**Texto**
|---|
Pero si, Welles siempre dio un poco de rabia. Esa envidia que nos despiertan los genuinos genios, los que exudan talento en cada frase, en cada silencio. Welles siempre fue el epítome de la inteligencia y de la réplica rápida e hiriente, una persona que fue educada para sobresalir, para no tener miedo, para hacer algo grande donde quiera que fijase su voluble atención.
Para su debut, Orson se rodeó de los mejores. Y uno de ellos tenía que ser Herman J. Mankiewicz, hermano de ese otro Mankiewicz del que todos habréis oído hablar (el director de El fantasma y la señora Muir (1941), Eva al desnudo (1950), De repente, el último verano (1959), El día de los tramposos (1970)… ¿sigo?).
Recluido en una cabaña en las inmediaciones del desierto de Mojave, Herman sólo tenía un mandato: escribir en dos meses un guion despampanante para que el niño terrible pudiera dar rienda suelta a su dramaturgia, a su reinvención del cine. No podía ser convencional, no podía adscribirse a ningún género, no podía oler a adaptación literaria. En un tiempo en el que era impensable poner siquiera en marcha la cámara sin tenerlo todo por escrito, su guion debía de asentar el prestigio de aquel hombre de teatro que había aterrorizado a las masas con su lectura en versión telerrealidad de La guerra de los mundos. El provocador debía de seguir siéndolo y la originalidad era un must absoluto. Nada por debajo de la excelencia sería aceptado.
Para contarnos esta epopeya, la del hombre autodestructivo víctima de su propia brillantez (un rasgo que acabaría teniendo en común con el propio Orson Welles), David Fincher se centra en aquel grupúsculo generalmente mal avenido de semidioses: los guionistas del Hollywood anterior y posterior a la aplicación del código Hays. Y no hablamos de cualquieras: en la década de los años 30 y 40 pulularon por allí (entre cogorza y melopea) algunos de los mejores escritores a este y al otro lado del charco, desembarcados en un sistema de estudios que les pedía algo tan cruel como incorporarse a una cadena de montaje en la que la ansiada autoría debía de servir para endulzar la tarta… sin llegar nunca a destacar más que la labor del pastelero.
|---|
**Detalle de tarea**
Extraiga literalmente del texto sobre Welles y Mankiewicz el pasaje que comienza en "Pero si, Welles" y llega hasta "tramposos (1970)… ¿sigo?).", incluidas estas últimas palabras.

**Datos proporcionados**
|---|
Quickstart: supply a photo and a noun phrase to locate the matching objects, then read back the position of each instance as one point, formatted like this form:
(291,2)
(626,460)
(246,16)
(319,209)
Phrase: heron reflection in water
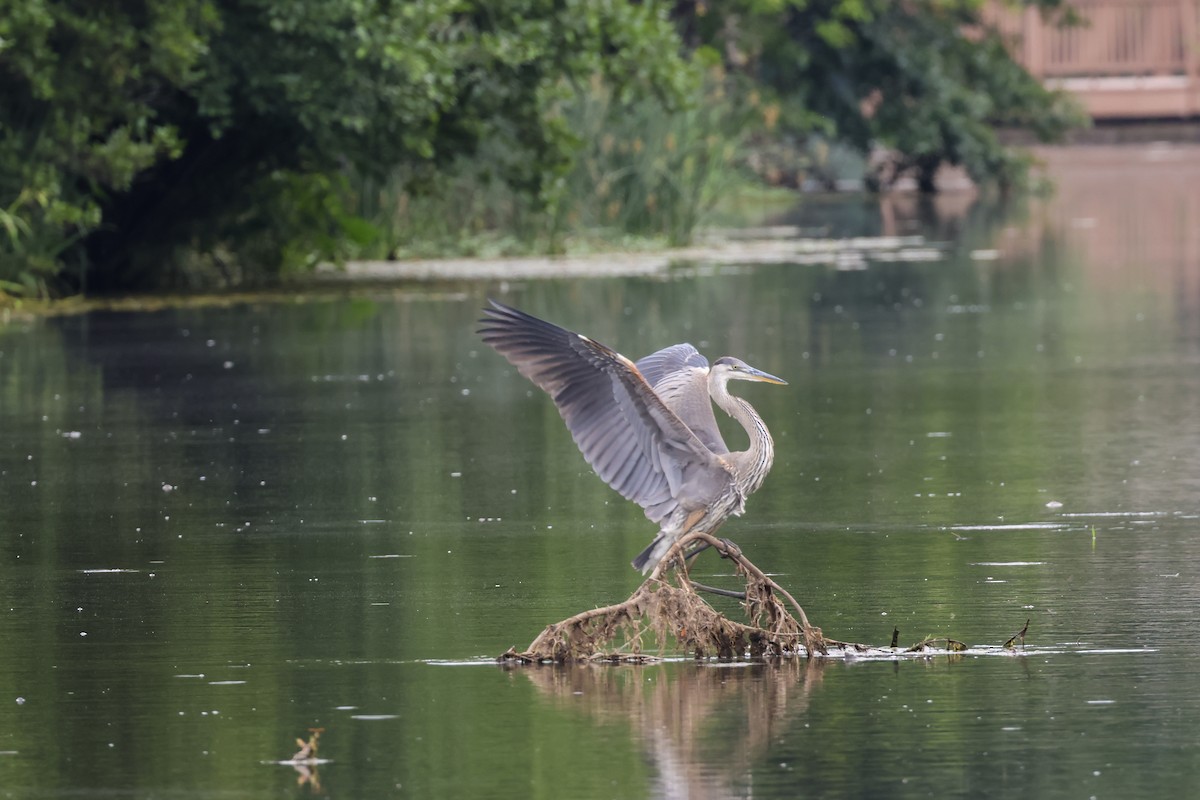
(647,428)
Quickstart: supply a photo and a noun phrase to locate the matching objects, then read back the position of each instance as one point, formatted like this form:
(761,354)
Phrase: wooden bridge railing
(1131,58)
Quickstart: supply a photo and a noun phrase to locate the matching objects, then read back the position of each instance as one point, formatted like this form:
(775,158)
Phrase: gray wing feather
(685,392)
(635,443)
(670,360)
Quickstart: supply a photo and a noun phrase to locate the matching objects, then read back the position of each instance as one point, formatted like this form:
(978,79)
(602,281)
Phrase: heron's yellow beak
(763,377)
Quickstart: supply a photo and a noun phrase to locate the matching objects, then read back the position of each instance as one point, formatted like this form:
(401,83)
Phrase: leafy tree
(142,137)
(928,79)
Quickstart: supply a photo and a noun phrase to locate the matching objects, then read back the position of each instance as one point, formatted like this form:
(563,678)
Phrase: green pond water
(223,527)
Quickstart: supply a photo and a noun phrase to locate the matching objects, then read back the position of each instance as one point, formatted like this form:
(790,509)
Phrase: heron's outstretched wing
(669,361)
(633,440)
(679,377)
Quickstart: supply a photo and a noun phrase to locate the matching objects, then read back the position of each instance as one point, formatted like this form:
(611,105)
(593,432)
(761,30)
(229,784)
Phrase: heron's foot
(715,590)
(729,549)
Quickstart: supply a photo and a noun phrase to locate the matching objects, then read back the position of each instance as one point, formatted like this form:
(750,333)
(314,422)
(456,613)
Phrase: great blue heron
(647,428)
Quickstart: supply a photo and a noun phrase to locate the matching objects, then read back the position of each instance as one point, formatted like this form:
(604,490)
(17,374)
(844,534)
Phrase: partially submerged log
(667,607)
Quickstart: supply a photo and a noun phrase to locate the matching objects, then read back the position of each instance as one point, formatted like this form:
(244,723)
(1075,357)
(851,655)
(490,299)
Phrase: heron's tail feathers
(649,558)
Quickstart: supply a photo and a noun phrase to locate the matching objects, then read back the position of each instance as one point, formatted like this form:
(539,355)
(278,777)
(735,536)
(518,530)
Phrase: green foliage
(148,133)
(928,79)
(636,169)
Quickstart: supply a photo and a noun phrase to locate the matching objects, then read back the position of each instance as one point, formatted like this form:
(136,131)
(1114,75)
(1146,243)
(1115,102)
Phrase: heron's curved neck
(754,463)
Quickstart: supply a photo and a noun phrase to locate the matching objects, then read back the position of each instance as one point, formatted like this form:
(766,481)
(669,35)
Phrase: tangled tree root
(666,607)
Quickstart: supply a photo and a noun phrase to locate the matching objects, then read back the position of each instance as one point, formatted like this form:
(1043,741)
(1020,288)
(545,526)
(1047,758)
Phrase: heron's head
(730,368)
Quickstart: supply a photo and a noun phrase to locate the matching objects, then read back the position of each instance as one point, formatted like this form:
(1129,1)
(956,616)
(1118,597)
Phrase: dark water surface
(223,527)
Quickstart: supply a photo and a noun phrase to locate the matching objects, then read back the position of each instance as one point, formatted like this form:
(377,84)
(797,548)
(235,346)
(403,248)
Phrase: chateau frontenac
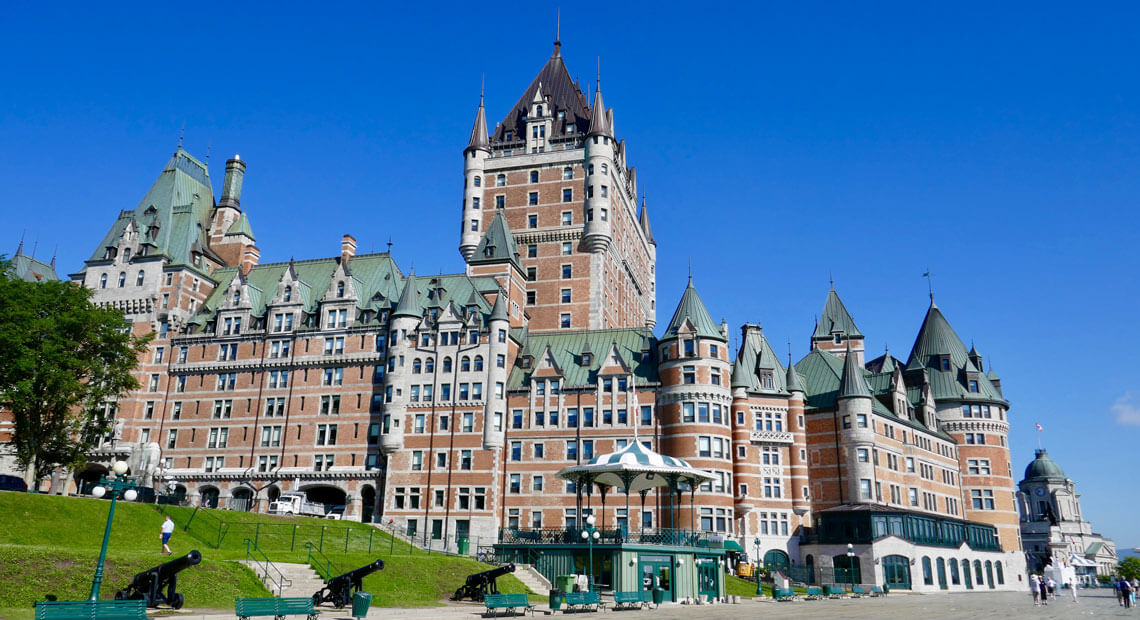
|---|
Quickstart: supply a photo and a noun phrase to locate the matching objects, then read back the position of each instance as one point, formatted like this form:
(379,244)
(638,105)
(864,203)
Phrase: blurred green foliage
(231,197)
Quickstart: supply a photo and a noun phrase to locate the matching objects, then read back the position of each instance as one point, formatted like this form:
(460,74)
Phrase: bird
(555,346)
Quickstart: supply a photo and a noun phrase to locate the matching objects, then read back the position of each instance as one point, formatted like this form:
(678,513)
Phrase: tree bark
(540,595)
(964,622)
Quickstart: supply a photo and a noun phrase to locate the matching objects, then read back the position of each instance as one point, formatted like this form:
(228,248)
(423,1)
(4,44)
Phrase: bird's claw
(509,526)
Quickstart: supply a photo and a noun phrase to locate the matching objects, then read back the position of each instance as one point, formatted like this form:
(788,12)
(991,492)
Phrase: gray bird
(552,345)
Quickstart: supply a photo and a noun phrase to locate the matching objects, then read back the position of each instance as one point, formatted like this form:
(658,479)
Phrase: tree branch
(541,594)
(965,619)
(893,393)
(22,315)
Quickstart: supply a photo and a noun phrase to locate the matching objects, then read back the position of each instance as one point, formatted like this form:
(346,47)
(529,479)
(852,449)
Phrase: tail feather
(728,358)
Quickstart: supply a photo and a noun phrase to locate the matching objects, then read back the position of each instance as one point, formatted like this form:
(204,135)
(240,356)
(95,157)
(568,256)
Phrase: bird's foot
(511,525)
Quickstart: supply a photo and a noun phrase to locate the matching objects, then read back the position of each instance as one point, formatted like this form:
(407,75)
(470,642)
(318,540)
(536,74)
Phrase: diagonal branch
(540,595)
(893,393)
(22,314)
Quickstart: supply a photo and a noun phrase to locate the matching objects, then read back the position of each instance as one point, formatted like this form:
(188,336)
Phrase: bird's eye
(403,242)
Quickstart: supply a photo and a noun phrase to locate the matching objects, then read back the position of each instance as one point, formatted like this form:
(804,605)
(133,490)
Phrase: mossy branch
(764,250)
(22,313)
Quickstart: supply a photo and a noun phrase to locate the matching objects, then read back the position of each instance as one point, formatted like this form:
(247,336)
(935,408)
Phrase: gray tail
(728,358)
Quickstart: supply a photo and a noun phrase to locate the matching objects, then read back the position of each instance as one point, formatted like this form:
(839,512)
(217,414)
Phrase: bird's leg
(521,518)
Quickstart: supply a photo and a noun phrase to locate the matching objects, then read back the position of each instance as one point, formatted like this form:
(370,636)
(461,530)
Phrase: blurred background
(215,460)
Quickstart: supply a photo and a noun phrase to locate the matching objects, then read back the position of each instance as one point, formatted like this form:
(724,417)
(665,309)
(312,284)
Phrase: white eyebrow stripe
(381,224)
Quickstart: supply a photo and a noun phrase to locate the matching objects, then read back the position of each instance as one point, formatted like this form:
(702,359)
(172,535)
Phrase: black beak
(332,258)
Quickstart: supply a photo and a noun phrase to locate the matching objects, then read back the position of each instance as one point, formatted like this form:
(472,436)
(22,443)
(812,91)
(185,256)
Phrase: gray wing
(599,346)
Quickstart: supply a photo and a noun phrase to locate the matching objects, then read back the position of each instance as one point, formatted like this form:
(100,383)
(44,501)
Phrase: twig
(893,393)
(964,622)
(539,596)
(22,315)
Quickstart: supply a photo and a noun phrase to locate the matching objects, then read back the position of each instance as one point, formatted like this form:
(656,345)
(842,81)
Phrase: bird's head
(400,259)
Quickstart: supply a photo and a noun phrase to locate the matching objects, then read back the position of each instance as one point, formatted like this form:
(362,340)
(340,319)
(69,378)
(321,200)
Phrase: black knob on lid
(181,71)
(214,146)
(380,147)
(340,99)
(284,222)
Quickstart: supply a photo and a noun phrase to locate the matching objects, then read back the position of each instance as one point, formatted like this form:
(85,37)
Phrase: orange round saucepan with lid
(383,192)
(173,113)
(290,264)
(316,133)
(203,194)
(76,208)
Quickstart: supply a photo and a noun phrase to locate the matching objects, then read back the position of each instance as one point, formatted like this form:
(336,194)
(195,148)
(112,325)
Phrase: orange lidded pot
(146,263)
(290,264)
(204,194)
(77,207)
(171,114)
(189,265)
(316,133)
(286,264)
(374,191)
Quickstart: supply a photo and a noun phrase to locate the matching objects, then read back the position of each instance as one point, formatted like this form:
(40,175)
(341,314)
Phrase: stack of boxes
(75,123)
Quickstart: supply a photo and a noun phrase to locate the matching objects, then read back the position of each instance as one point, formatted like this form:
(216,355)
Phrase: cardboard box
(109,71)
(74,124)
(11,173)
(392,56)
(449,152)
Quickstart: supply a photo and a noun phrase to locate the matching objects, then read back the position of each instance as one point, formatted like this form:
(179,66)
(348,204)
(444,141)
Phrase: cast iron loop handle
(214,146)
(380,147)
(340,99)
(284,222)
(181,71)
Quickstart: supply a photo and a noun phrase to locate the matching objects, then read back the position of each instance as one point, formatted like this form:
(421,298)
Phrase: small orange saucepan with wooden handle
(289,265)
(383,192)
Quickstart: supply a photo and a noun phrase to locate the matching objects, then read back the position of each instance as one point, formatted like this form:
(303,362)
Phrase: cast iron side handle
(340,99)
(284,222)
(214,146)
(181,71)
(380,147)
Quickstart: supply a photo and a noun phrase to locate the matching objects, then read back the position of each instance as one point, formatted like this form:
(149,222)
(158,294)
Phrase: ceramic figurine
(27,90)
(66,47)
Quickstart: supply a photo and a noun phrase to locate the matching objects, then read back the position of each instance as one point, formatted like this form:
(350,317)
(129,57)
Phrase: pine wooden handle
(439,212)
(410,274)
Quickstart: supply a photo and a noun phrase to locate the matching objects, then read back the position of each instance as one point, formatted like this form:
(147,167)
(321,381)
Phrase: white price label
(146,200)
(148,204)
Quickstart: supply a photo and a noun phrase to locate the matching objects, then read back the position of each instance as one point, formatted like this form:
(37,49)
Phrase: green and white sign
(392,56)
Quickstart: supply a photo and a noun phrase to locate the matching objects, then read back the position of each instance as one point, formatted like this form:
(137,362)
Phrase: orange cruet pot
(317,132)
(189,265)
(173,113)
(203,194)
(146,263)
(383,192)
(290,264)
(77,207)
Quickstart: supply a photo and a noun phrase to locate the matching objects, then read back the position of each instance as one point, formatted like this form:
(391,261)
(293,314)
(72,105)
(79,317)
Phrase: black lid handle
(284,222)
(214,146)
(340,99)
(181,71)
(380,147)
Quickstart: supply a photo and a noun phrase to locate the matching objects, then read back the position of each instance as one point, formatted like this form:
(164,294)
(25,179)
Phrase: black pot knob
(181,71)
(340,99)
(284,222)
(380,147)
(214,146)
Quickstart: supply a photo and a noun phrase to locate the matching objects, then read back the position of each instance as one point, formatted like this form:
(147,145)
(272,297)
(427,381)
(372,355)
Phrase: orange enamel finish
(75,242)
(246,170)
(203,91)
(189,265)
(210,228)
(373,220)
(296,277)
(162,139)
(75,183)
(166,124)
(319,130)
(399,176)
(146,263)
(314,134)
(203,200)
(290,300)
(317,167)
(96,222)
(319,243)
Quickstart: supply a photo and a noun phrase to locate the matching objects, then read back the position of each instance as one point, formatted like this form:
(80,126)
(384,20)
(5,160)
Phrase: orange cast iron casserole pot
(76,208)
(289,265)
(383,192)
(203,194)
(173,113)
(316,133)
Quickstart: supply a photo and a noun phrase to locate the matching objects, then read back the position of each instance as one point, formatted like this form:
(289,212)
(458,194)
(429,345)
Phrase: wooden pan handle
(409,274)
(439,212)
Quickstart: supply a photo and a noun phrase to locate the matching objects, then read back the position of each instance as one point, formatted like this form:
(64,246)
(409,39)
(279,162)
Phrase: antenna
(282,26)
|---|
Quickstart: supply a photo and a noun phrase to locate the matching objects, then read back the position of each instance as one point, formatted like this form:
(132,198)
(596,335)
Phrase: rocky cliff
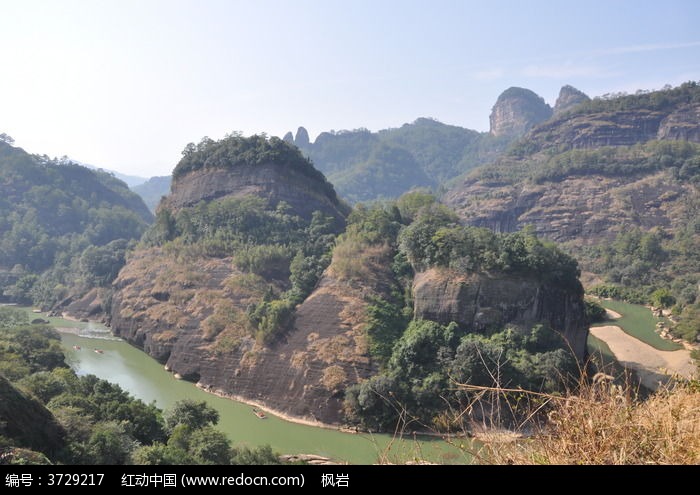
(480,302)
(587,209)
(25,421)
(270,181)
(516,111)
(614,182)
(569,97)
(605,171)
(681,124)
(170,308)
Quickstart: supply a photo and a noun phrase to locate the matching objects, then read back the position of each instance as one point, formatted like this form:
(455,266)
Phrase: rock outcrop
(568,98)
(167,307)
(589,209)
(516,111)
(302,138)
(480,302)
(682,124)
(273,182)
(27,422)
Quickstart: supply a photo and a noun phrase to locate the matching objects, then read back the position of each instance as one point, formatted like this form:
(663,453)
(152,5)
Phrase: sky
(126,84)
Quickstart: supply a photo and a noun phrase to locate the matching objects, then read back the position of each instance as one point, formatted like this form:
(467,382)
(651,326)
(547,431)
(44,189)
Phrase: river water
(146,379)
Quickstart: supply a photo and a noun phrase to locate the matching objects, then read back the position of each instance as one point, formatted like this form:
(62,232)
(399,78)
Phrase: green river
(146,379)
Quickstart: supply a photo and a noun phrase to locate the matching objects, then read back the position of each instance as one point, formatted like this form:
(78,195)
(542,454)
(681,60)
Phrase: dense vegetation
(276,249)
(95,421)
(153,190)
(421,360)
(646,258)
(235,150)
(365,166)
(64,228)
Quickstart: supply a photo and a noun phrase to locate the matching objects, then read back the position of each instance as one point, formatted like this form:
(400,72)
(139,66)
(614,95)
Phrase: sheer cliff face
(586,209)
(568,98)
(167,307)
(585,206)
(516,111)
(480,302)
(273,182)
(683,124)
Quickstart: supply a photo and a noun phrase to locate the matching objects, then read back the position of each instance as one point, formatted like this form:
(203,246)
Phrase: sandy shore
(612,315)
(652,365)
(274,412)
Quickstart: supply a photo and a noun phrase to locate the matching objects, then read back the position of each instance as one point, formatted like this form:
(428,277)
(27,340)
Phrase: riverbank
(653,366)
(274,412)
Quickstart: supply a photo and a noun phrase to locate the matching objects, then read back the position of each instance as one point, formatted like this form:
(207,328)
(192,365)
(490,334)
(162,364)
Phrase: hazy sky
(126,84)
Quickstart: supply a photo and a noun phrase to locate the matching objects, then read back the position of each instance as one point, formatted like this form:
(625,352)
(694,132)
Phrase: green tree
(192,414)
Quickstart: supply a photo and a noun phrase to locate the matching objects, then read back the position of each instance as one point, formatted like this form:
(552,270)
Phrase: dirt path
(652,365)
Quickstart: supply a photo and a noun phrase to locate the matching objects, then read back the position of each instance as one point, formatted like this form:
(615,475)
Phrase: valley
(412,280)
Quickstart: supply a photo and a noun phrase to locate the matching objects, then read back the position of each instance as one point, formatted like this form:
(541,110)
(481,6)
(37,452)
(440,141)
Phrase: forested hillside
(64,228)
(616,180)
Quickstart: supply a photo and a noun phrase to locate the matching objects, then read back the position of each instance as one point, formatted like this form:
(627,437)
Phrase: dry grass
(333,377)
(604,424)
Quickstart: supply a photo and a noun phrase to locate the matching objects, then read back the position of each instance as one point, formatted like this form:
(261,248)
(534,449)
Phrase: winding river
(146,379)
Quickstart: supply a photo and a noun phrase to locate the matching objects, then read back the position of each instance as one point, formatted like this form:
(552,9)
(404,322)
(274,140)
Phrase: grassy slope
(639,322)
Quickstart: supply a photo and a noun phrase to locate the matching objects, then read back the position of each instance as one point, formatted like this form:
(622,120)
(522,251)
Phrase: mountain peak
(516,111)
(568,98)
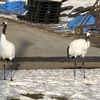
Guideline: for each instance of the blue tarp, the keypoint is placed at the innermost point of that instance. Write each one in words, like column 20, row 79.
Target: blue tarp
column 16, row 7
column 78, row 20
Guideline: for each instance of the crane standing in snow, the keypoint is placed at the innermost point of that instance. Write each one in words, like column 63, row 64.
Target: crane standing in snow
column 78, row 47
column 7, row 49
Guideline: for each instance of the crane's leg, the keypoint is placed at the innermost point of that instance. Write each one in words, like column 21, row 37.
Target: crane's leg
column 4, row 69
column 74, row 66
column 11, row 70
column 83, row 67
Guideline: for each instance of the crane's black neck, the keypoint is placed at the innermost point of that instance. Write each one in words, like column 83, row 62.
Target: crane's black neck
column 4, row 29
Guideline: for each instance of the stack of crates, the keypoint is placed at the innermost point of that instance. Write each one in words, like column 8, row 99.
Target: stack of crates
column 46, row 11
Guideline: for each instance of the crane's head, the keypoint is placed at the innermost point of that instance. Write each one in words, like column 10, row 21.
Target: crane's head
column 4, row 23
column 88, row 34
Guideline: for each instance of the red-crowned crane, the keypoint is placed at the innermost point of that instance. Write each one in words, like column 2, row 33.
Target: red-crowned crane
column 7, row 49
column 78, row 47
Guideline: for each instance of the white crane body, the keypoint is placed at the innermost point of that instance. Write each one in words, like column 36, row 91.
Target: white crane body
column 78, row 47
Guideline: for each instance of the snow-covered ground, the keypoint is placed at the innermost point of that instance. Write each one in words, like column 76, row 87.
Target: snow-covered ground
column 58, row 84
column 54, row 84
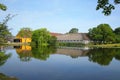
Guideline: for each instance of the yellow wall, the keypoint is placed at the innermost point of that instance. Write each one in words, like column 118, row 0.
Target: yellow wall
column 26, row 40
|---|
**Respuesta a tarea**
Pero si, Welles siempre dio un poco de rabia. Esa envidia que nos despiertan los genuinos genios, los que exudan talento en cada frase, en cada silencio. Welles siempre fue el epítome de la inteligencia y de la réplica rápida e hiriente, una persona que fue educada para sobresalir, para no tener miedo, para hacer algo grande donde quiera que fijase su voluble atención.
Para su debut, Orson se rodeó de los mejores. Y uno de ellos tenía que ser Herman J. Mankiewicz, hermano de ese otro Mankiewicz del que todos habréis oído hablar (el director de El fantasma y la señora Muir (1941), Eva al desnudo (1950), De repente, el último verano (1959), El día de los tramposos (1970)… ¿sigo?).